- TEXT PASSAGE -

=== Section Start ===

Gastroesophageal Reflux Disease (GERD)
Gastroesophageal reflux disease (GERD) is a chronic digestive disease that occurs when stomach acid or, occasionally, bile flows back (refluxes) into your food pipe (esophagus). The backwash of acid irritates the lining of your esophagus and causes
GERD signs and symptoms.
Hiatal (Para-esophageal) Hernia
A hiatal hernia occurs when part of your stomach pushes upward through your diaphragm. Your diaphragm normally has a small opening (hiatus) through which your food tube (esophagus) passes on its way to connect to your stomach. The stomach can push
up through this opening and cause a hiatal hernia.
The esophagus is a muscular tube that extends from the neck to the abdomen and connects the back of the throat to the stomach. When a person swallows, the coordinated muscular contractions of the esophagus propel the food or fluid from the throat
to the stomach. If the muscular contractions become uncoordinated or weak, interfering with movement of food down the esophagus, this condition is known as a motility disorder. Motility disorders cause difficulty in swallowing, regurgitation of
food, and, in some people, a spasm-type pain.

=== Section End ===

- SUPPLIED ENTRIES -
=== Section Start ===

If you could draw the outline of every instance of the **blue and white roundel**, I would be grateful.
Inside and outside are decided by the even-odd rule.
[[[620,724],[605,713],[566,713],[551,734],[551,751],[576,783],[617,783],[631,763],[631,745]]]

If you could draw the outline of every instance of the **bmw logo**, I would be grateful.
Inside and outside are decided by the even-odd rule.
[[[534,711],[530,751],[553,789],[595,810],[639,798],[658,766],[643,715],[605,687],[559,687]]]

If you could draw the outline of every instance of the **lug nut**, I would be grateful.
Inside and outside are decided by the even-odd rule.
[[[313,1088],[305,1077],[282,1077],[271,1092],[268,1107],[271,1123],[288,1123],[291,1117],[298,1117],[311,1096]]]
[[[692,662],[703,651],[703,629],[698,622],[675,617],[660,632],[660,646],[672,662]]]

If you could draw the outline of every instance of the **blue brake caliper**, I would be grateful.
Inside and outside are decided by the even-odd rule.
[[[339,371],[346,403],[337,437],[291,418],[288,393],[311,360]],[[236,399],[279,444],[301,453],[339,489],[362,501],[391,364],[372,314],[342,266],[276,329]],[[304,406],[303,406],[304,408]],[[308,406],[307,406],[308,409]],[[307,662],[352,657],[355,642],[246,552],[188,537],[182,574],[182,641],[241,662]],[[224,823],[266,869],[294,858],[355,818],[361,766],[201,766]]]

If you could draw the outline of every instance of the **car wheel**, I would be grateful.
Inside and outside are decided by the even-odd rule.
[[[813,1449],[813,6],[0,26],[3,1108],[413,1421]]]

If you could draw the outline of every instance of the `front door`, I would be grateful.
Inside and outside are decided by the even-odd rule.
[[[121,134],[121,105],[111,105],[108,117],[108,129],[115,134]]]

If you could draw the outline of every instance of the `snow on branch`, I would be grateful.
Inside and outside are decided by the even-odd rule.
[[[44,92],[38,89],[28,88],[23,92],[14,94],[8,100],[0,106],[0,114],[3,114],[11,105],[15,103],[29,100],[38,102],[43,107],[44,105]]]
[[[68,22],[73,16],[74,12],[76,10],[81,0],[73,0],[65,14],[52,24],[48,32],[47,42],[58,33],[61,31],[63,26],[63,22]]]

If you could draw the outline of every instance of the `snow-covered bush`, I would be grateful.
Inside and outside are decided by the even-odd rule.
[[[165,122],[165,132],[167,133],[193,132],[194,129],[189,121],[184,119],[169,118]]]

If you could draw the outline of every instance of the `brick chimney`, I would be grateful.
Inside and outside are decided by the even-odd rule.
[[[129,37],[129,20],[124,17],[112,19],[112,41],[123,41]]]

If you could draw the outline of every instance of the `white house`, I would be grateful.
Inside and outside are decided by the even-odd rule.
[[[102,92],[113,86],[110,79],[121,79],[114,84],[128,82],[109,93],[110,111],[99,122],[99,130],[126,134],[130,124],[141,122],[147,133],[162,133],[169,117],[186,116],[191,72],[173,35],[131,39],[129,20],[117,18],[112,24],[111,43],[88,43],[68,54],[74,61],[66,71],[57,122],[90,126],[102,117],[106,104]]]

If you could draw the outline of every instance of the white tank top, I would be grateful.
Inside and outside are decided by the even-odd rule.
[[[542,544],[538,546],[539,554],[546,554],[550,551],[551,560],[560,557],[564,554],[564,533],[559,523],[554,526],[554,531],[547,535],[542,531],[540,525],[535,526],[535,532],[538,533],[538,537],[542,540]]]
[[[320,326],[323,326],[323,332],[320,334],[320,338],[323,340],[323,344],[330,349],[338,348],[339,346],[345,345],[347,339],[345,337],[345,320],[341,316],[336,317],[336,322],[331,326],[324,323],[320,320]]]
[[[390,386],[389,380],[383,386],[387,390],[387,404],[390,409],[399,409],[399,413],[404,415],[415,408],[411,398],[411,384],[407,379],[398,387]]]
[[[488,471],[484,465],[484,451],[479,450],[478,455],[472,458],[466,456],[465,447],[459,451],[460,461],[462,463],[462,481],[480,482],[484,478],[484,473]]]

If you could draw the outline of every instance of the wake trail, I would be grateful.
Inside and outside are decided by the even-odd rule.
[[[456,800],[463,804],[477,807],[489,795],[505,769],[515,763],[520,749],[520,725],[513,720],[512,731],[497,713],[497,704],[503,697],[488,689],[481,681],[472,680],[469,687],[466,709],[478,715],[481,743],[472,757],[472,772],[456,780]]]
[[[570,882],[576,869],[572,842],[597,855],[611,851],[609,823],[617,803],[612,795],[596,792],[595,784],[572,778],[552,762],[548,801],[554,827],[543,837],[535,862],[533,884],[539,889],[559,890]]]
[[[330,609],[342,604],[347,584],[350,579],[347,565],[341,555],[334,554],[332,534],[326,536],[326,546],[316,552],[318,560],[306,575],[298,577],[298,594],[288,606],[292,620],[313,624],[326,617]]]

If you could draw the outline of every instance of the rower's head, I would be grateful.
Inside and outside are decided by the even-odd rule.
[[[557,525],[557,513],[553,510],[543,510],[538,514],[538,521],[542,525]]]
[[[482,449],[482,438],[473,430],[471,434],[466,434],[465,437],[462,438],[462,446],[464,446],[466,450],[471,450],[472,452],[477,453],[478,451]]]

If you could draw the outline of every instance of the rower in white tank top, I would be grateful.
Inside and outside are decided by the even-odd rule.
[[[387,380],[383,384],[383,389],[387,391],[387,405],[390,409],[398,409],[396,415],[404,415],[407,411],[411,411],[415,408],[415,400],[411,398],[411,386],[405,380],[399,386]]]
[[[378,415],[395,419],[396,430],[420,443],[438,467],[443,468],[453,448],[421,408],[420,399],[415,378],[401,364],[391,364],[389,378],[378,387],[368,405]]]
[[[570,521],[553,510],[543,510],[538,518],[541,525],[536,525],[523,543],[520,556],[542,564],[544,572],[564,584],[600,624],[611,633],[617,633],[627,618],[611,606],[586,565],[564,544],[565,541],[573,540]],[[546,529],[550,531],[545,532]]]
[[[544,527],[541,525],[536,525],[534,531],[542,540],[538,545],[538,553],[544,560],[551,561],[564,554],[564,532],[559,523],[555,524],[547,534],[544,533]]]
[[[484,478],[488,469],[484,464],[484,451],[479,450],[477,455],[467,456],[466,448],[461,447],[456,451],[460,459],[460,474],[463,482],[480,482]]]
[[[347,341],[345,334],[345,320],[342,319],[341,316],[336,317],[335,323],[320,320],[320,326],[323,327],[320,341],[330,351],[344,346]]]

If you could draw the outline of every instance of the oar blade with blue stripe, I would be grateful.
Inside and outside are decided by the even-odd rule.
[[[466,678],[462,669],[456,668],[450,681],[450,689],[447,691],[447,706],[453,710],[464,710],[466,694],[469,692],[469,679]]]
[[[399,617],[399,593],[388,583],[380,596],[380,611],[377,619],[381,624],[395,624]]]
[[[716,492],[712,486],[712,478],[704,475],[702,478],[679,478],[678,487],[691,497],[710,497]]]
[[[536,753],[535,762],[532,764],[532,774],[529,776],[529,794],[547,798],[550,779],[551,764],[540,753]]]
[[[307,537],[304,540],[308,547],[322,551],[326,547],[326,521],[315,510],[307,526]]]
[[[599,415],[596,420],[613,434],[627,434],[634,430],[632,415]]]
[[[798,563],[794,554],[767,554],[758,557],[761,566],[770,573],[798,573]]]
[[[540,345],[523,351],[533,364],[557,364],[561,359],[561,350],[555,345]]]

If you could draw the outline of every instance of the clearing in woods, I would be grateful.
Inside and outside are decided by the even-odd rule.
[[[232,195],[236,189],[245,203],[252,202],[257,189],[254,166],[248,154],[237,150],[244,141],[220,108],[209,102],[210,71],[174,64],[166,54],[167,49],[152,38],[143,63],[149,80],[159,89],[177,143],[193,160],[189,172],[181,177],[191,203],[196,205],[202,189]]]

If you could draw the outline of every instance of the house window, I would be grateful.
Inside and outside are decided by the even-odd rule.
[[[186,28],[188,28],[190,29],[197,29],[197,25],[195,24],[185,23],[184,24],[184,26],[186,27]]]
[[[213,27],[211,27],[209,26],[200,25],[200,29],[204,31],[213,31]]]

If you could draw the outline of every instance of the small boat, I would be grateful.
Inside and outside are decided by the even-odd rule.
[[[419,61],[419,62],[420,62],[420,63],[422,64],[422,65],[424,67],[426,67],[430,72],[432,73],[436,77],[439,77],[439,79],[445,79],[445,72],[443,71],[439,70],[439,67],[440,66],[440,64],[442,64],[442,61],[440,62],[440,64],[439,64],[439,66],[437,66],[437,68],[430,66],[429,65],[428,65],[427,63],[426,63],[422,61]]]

=== Section End ===

- PARTS OF THE EXERCISE -
A. According to the passage on esophageal conditions, why does acid flowing back into the esophagus lead to the signs and symptoms of GERD?
B. Print the portion of the passage on esophageal conditions from "Gastroesophageal reflux disease (GERD) is" up to and including "signs and symptoms.".
The records are separate material and are unrelated to the passage on esophageal conditions.

- ANSWERS FOR THE TASKS -
A. When stomach acid flows back into the esophagus, the backwash irritates the lining of the esophagus. That irritation causes the signs and symptoms of GERD.

B.
Gastroesophageal reflux disease (GERD) is a chronic digestive disease that occurs when stomach acid or, occasionally, bile flows back (refluxes) into your food pipe (esophagus). The backwash of acid irritates the lining of your esophagus and causes
GERD signs and symptoms.